Written exercise: Write out each entry, exactly the way it appears.

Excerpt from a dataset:
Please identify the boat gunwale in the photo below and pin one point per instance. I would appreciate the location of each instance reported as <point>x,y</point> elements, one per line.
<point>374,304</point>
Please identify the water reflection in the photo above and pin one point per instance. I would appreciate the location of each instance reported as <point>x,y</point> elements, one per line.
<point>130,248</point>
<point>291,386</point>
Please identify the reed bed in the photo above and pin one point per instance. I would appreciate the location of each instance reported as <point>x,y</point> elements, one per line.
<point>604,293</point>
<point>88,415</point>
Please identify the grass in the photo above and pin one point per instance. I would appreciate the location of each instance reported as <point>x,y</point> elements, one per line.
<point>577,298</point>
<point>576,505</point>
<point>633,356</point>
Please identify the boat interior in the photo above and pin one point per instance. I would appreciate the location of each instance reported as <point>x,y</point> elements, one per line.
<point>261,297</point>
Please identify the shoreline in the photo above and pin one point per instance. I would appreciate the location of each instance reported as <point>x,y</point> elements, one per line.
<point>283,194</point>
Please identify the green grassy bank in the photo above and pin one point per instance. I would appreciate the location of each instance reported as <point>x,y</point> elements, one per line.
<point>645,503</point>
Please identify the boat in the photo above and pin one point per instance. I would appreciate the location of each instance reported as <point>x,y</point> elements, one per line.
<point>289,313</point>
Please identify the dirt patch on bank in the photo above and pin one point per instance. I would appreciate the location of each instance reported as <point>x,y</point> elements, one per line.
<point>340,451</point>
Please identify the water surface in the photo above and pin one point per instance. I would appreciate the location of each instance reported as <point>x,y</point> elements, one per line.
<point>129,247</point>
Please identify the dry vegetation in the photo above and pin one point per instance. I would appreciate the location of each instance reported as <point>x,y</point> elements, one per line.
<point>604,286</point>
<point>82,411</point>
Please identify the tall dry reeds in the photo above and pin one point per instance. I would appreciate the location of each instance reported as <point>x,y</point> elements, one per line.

Solution for this exercise:
Please identify the boat gunwale in the photo below and pin one point per instance. I would appreciate the location of each instance reported as <point>x,y</point> elements, one per line.
<point>374,304</point>
Please identify the water reflection in the photo above and pin one point per instance. I would appreciate the location of each instance reported as <point>x,y</point> elements, one per line.
<point>130,248</point>
<point>291,386</point>
Please identify the reed bed in the photo above and pin one point per instance. I would appreciate the location of each instance reported as <point>x,y</point> elements, one per line.
<point>604,293</point>
<point>88,415</point>
Please identify the grass in the photo above and pin one point per instance. I would appreciate the location of each instance reported as <point>x,y</point> elements, one per line.
<point>577,298</point>
<point>576,505</point>
<point>633,356</point>
Please identify the boat interior in the photo above and pin one point per instance. I would appreciate the location of each instance reported as <point>x,y</point> elements, one per line.
<point>261,297</point>
Please identify the shoreline in the photo above and pin one point per instance. I would appreciate the location of each instance reported as <point>x,y</point> elements, one per line.
<point>283,194</point>
Please identify the green grassy bank in the photo above and pin one point per instance. I would appreciate the location of each instance reported as <point>x,y</point> elements, one per line.
<point>645,503</point>
Please identify the boat in the photo above and pin one point per instance. I would appreciate the location of each instance reported as <point>x,y</point> elements, one per line.
<point>289,313</point>
Please identify the dirt patch on bank in the photo above and pin one point per instance. I would appreciate the location of each instance reported as <point>x,y</point> elements, one per line.
<point>340,451</point>
Please identify the water surface in the photo above and pin one point per instance. I would appreciate the location of each instance reported as <point>x,y</point> elements, one per line.
<point>129,247</point>
Please identify the dry vegetation in the photo above and pin one point per instance. I would appreciate the location of each instance reported as <point>x,y</point> elements, one per line.
<point>604,286</point>
<point>82,411</point>
Please identify the tall dry reeds in the photo above and pin one point per instance. I would appreciate the location of each instance reported as <point>x,y</point> elements, one per line.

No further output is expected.